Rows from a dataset
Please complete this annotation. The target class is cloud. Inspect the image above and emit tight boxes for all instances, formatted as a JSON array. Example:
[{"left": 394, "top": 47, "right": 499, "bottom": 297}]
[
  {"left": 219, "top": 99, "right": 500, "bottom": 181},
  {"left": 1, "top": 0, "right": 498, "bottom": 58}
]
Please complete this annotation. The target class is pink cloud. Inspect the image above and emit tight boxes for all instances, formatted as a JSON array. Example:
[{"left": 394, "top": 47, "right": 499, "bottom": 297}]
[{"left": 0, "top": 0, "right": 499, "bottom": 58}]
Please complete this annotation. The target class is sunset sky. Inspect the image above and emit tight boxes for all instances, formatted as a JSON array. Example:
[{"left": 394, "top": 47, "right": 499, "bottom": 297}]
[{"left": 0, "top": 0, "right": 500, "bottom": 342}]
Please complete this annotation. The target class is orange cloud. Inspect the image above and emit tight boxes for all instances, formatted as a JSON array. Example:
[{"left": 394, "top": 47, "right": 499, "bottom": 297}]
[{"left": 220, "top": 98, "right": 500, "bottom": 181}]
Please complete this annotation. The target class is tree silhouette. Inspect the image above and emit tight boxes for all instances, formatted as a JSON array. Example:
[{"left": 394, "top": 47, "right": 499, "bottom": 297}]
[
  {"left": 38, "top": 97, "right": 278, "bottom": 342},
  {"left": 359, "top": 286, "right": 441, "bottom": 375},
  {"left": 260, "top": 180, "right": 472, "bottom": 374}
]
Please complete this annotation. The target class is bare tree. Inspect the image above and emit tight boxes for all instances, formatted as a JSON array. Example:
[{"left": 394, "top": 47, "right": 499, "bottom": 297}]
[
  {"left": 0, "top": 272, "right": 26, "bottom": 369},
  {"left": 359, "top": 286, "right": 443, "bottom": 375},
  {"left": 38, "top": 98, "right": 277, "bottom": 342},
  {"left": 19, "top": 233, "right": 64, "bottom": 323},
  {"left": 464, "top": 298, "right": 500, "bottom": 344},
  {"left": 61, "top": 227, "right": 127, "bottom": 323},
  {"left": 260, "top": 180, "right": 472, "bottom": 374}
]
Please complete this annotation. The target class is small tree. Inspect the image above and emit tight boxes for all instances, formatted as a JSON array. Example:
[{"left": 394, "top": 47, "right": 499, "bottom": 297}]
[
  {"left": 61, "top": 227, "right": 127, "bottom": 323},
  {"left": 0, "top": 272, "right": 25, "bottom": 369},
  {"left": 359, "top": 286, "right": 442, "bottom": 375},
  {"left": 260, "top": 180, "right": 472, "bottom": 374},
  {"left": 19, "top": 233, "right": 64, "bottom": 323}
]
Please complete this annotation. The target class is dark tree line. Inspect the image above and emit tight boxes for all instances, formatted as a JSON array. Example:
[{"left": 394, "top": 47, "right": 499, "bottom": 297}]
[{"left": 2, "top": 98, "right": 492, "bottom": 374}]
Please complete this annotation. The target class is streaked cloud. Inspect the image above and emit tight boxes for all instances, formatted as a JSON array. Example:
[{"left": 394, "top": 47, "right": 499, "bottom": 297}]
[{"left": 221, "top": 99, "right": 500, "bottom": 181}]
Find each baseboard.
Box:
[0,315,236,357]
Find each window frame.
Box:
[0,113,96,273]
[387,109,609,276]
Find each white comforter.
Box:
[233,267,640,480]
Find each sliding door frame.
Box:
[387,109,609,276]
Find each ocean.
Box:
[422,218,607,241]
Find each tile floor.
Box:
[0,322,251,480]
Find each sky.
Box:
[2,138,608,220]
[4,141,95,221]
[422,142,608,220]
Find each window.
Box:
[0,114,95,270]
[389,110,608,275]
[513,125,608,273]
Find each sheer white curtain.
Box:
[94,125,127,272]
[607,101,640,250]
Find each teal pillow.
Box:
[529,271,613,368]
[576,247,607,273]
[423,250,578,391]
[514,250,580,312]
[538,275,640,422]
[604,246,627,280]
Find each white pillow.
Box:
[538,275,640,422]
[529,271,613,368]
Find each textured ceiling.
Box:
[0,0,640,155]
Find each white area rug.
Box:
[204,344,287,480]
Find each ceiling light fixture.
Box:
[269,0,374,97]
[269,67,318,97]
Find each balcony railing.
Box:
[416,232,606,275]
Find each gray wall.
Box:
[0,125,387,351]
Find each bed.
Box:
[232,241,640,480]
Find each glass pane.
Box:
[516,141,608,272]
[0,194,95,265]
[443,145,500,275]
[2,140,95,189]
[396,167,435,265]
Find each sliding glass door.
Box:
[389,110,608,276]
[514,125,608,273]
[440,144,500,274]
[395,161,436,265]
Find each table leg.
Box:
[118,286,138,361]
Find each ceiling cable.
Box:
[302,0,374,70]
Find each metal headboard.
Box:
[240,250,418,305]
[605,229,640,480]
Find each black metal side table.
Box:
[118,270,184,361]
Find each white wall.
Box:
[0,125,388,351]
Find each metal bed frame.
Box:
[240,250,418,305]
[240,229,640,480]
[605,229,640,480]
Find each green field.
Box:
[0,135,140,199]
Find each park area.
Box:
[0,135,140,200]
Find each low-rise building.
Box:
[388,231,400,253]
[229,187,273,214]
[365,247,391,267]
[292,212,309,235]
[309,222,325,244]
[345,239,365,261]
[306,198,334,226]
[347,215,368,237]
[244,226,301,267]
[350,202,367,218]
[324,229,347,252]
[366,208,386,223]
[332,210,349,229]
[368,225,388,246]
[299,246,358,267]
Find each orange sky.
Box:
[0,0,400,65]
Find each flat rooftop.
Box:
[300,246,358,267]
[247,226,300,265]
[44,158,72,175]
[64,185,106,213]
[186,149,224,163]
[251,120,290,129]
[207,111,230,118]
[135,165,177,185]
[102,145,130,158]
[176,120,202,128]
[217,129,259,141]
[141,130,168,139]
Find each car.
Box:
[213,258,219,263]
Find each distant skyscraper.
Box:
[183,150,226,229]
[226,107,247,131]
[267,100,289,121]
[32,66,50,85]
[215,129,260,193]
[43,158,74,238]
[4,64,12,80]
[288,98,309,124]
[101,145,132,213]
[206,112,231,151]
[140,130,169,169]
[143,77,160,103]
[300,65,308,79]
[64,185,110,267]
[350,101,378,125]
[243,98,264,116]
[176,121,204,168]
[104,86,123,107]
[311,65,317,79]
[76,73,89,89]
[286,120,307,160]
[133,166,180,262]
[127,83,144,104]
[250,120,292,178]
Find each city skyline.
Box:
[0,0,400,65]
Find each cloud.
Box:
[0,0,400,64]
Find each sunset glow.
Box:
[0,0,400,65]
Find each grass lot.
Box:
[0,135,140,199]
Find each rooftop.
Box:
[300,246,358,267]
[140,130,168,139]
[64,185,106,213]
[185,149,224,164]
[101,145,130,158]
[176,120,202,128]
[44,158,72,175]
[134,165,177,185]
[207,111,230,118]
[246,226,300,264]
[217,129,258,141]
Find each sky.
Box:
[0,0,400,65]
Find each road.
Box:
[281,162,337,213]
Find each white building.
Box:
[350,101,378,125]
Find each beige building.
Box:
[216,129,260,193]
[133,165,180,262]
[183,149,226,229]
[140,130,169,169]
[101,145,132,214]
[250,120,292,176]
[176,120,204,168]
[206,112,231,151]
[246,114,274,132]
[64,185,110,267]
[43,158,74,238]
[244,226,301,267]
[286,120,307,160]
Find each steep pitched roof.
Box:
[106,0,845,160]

--

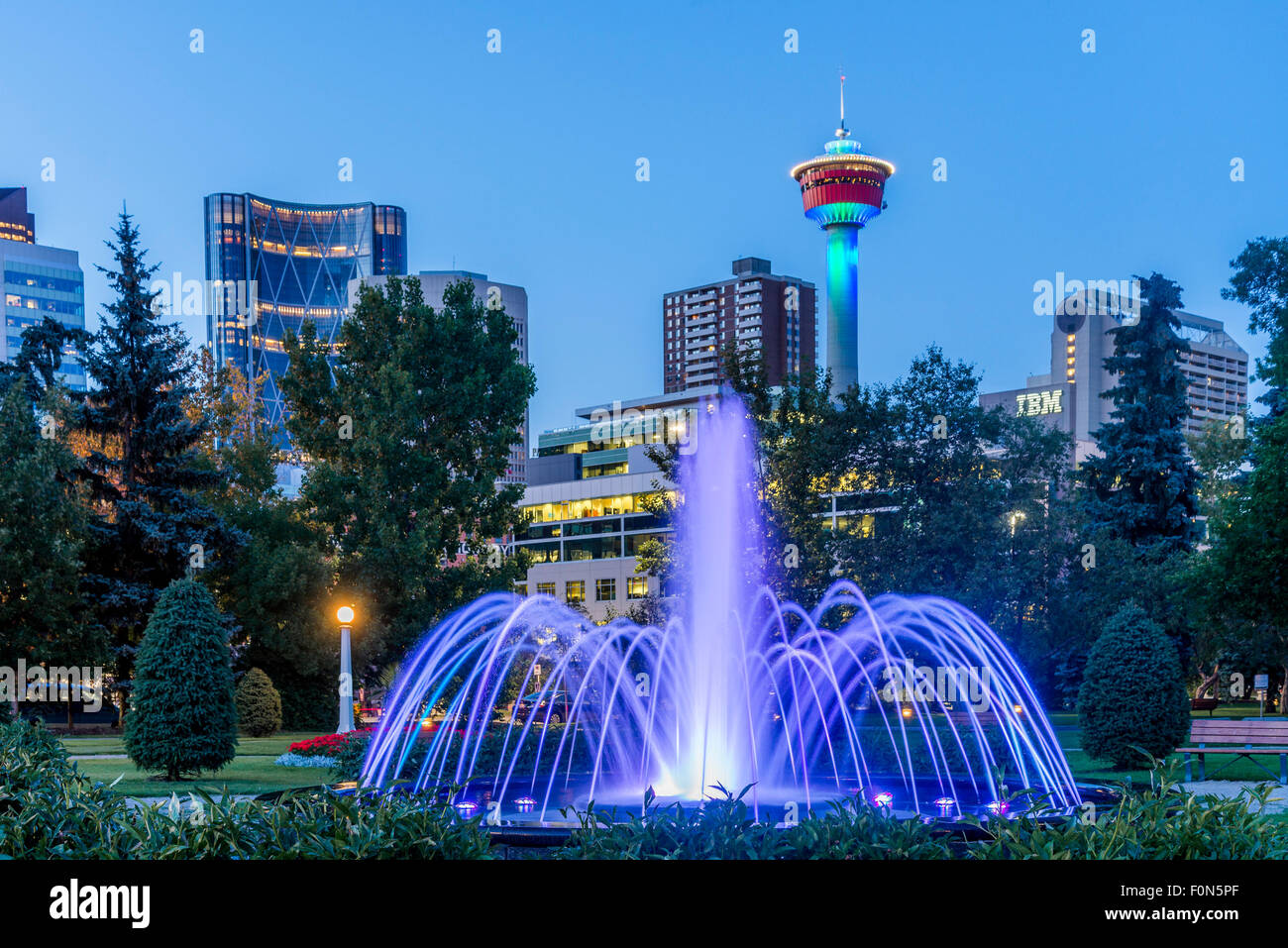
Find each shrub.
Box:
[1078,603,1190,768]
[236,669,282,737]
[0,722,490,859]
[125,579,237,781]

• _Goal of the exercise_
Could you copy, character for character, the part of the entries above that opens with the line containing "Find each white area rug." and closes with the line containing "[0,135,140,200]", including both of those lines?

• _Reply to the exercise_
Find each white area rug.
Box:
[204,344,287,480]
Find each ceiling light fixture.
Box:
[269,0,374,97]
[269,67,318,97]
Find each balcony railing.
Box:
[416,232,606,275]
Find each gray wall.
Box:
[0,125,387,351]
Find each bed.
Box:
[232,241,640,480]
Find each glass pane.
Box:
[516,141,608,272]
[0,194,95,265]
[443,145,500,275]
[2,140,95,189]
[396,167,435,265]
Find each sliding glass door.
Box:
[389,110,608,276]
[514,125,608,273]
[440,144,500,274]
[395,161,436,265]
Find each table leg.
Box:
[118,286,138,361]
Find each ceiling cable.
Box:
[302,0,374,70]
Find each metal headboard.
Box:
[240,250,418,305]
[605,229,640,480]
Find each black metal side table.
Box:
[118,270,184,361]
Find each white wall.
Box:
[0,125,388,351]
Find each metal bed frame.
Box:
[240,250,418,305]
[240,229,640,480]
[605,229,640,480]
Find each green field.
Box:
[0,135,140,199]
Find each park area.
Box:
[0,135,140,200]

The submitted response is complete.